All commercial trucks engaged in interstate traffic are governed by the Federal Motor Carrier Safety Administration (FMCSA). These federal trucking regulations require motor carriers to meet specific operational and safety standards for issues related to:
- The inspection, surveillance and maintenance of trucks.
- Commercial truck licensing for drivers, including background checks and medical assessments.
- Drug and alcohol testing procedures for drivers.
- Limits to how long truckers can spend “on-duty,” called “hours of service” or “HOS.” HOS regulations set the maximum operational limitations and minimum off-duty requirements for drivers, as well as how drivers and their employers must document these hours.
The most frequent cause of large truck crashes in Colorado, we’ve found, is overly-tired drivers. So, let’s dive deeper into the HOS regulations.
A driver whose truck meets the commercial vehicle definitions is subject to strict regulations with respect to how long he or she can operate the vehicle without a break.

■ ■ ■

What you have to do:
Retype the trucking regulations passage word for word, starting with "- Commercial truck" and going on through "document these hours.". The rows are separate material and have nothing to do with the trucking regulations passage.

Extracted entries:

■ ■ ■

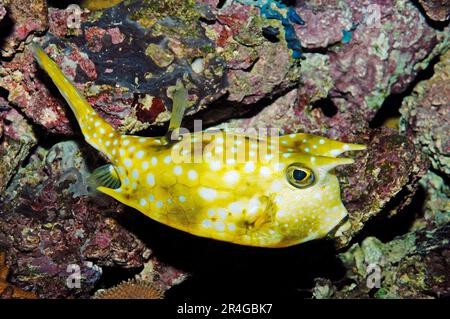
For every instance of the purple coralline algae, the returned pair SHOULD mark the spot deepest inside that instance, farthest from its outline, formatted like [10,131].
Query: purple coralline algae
[26,17]
[426,116]
[237,62]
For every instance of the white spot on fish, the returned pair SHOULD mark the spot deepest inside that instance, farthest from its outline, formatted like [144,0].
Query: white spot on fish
[140,154]
[235,207]
[206,223]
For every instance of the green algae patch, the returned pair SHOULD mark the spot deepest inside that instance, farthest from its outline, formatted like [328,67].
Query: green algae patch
[186,12]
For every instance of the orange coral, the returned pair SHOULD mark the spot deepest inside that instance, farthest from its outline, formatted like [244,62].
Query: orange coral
[132,289]
[8,291]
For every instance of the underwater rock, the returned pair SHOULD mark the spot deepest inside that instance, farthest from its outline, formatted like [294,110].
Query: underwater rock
[415,265]
[127,59]
[54,230]
[17,139]
[426,116]
[438,10]
[391,42]
[8,291]
[25,17]
[382,180]
[132,289]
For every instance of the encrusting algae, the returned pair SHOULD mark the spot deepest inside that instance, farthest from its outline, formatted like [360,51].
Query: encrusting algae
[257,191]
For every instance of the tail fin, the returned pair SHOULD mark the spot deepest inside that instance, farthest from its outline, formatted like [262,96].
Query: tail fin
[97,132]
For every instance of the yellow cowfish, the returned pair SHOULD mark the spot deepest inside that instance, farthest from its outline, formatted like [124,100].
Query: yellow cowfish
[274,191]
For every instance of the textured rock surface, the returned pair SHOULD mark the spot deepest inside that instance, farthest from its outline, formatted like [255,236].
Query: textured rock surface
[426,116]
[382,181]
[8,291]
[357,54]
[25,17]
[415,265]
[17,140]
[49,222]
[438,10]
[390,45]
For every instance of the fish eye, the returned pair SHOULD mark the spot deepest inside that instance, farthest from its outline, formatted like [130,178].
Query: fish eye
[299,176]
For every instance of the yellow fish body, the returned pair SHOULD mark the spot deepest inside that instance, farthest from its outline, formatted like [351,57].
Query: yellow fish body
[265,192]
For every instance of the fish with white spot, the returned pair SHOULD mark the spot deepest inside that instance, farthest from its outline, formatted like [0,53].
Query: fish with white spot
[265,192]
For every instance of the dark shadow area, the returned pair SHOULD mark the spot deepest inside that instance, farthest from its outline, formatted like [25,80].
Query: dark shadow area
[327,106]
[113,276]
[391,105]
[438,25]
[224,269]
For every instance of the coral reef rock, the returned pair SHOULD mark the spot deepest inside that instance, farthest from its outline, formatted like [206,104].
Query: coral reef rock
[25,17]
[426,116]
[438,10]
[415,265]
[132,289]
[8,291]
[383,181]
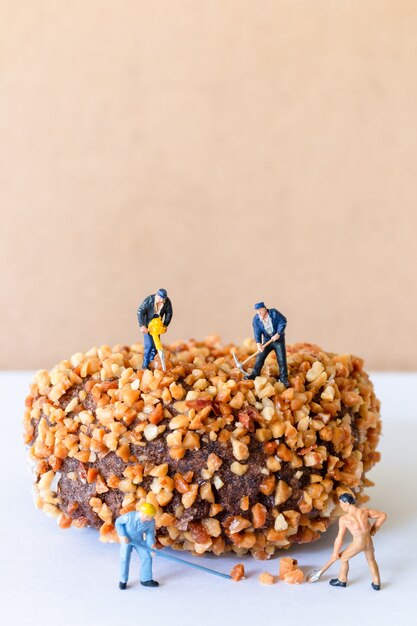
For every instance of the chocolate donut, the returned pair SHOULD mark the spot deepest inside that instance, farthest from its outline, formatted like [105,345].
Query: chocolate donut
[229,464]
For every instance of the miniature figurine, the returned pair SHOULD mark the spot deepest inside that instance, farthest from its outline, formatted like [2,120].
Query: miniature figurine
[137,530]
[155,329]
[269,325]
[156,305]
[357,522]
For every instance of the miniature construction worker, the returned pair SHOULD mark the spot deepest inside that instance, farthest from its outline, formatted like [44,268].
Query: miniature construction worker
[156,305]
[269,324]
[137,530]
[357,522]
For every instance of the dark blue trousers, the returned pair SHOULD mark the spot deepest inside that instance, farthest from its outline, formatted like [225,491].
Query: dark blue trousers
[279,347]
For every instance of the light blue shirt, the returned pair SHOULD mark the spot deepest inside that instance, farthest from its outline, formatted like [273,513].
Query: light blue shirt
[131,526]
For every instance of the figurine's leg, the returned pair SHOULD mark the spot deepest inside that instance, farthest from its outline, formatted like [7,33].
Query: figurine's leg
[280,351]
[353,549]
[125,553]
[373,566]
[145,564]
[150,350]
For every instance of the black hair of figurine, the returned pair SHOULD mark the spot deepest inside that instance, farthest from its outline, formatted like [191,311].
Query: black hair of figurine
[346,497]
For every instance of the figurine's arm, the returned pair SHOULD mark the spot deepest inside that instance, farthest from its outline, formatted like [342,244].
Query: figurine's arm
[339,539]
[150,535]
[380,518]
[282,323]
[141,312]
[168,313]
[257,334]
[121,529]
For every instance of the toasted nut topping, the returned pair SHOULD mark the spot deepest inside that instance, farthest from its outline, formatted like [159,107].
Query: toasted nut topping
[237,572]
[99,423]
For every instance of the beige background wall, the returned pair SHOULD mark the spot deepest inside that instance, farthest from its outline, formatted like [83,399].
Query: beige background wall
[229,151]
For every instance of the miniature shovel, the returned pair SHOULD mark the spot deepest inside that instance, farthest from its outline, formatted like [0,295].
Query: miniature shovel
[184,562]
[316,574]
[240,365]
[157,328]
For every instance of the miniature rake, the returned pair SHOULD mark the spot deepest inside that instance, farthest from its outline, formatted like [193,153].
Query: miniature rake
[316,574]
[240,365]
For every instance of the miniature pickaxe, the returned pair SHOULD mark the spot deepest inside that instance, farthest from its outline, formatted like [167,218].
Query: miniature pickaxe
[156,328]
[240,365]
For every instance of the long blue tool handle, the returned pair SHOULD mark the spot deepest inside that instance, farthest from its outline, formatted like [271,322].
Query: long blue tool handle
[205,569]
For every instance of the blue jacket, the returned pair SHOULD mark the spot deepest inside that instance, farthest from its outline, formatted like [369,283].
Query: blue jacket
[146,311]
[130,525]
[279,323]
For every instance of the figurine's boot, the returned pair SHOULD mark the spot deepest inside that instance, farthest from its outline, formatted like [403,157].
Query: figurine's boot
[335,582]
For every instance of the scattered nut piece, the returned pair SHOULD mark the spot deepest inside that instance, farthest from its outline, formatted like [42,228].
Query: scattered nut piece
[238,572]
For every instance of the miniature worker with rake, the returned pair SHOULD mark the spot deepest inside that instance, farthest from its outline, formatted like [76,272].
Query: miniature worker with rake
[357,522]
[269,326]
[156,306]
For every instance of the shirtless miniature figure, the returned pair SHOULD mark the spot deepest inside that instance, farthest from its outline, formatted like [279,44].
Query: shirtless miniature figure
[357,522]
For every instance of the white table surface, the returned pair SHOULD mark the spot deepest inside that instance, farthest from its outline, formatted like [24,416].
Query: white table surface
[57,577]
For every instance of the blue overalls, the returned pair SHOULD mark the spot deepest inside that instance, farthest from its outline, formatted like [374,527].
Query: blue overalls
[130,525]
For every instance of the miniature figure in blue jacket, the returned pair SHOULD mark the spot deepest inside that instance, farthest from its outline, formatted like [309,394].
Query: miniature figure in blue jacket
[269,324]
[158,305]
[137,530]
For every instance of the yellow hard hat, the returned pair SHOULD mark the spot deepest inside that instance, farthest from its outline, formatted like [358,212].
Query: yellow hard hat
[147,509]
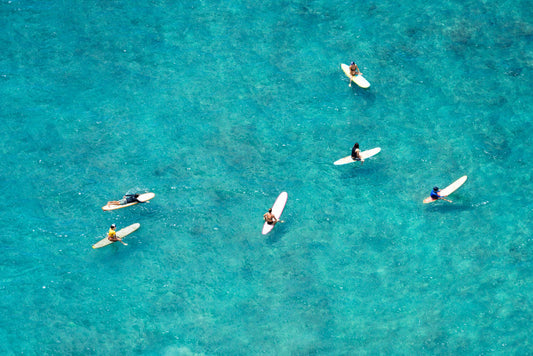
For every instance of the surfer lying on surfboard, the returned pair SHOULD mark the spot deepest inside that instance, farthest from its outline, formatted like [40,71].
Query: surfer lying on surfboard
[354,69]
[112,235]
[270,218]
[356,153]
[435,194]
[126,199]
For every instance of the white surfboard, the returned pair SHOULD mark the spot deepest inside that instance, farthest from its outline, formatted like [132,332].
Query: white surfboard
[277,209]
[448,190]
[142,198]
[357,79]
[364,155]
[120,233]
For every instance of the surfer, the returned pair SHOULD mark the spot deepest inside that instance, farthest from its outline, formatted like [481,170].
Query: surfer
[435,193]
[270,218]
[126,199]
[112,235]
[356,153]
[354,70]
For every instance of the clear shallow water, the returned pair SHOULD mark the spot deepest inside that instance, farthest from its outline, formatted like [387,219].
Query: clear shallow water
[219,107]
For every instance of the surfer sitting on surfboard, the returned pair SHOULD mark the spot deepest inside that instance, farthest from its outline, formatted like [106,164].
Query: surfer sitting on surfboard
[112,234]
[270,218]
[354,70]
[356,152]
[435,193]
[126,199]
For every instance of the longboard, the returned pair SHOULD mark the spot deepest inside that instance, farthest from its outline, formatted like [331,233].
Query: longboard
[142,198]
[277,209]
[120,233]
[357,79]
[449,189]
[364,155]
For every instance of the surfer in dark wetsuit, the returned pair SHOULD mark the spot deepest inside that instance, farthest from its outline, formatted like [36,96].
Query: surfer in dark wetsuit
[356,153]
[270,218]
[354,70]
[126,199]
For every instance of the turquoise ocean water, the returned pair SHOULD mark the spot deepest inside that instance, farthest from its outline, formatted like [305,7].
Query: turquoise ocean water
[217,107]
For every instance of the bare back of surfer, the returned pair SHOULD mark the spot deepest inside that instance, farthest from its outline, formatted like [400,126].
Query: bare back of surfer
[270,218]
[356,153]
[112,235]
[354,70]
[126,199]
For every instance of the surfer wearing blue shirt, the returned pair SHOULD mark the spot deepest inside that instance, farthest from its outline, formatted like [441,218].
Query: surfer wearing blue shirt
[356,153]
[435,193]
[354,70]
[126,199]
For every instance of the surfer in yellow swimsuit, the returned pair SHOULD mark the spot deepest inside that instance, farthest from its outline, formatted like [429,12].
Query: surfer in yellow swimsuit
[354,70]
[270,218]
[112,235]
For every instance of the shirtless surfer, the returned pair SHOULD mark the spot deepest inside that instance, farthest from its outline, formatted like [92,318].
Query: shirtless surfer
[270,218]
[112,235]
[356,153]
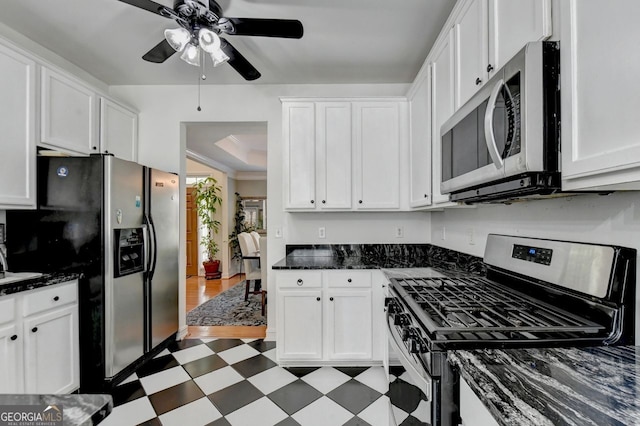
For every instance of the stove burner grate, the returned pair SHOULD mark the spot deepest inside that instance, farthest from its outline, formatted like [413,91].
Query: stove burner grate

■ ■ ■

Task output:
- Commercial truck licensing for drivers, including background checks and medical assessments.
- Drug and alcohol testing procedures for drivers.
- Limits to how long truckers can spend “on-duty,” called “hours of service” or “HOS.” HOS regulations set the maximum operational limitations and minimum off-duty requirements for drivers, as well as how drivers and their employers must document these hours.